- _Exercise objective_: Rewrite the text of each item below, changing "pixel pair" to "coordinate pair" and keeping everything else the same. Leave the pictures out of your answer.

-------

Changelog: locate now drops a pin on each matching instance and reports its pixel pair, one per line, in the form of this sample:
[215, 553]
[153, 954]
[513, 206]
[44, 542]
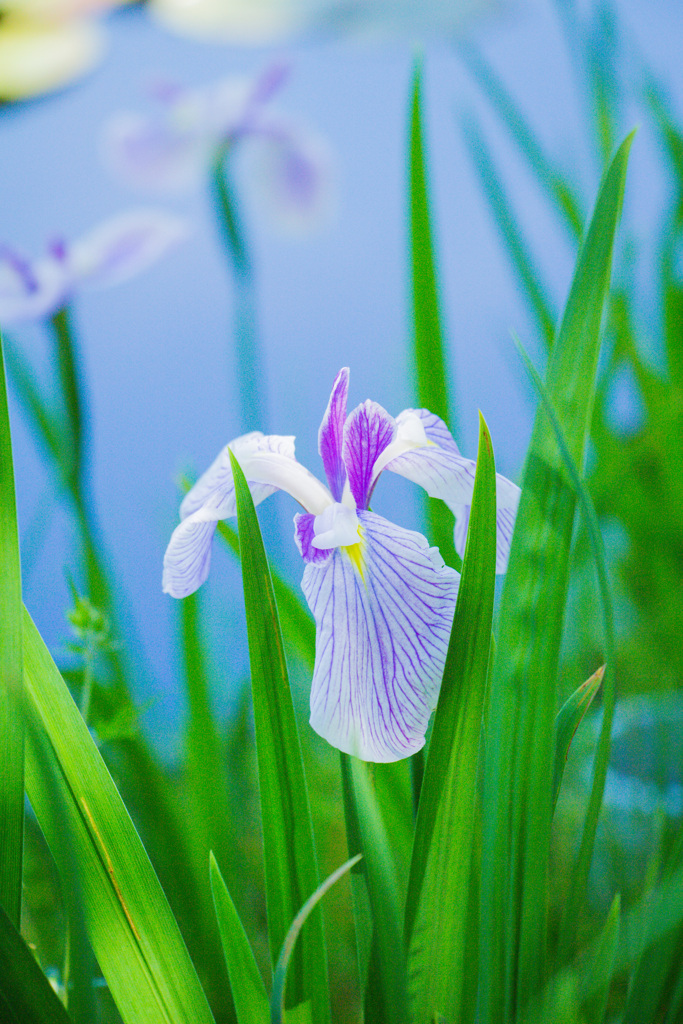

-------

- _Solution to this exercise_:
Changelog: locate now drops a pin on each matching instance and reports its coordinate pair, one per line, in the form of this sample:
[215, 553]
[153, 954]
[513, 206]
[44, 542]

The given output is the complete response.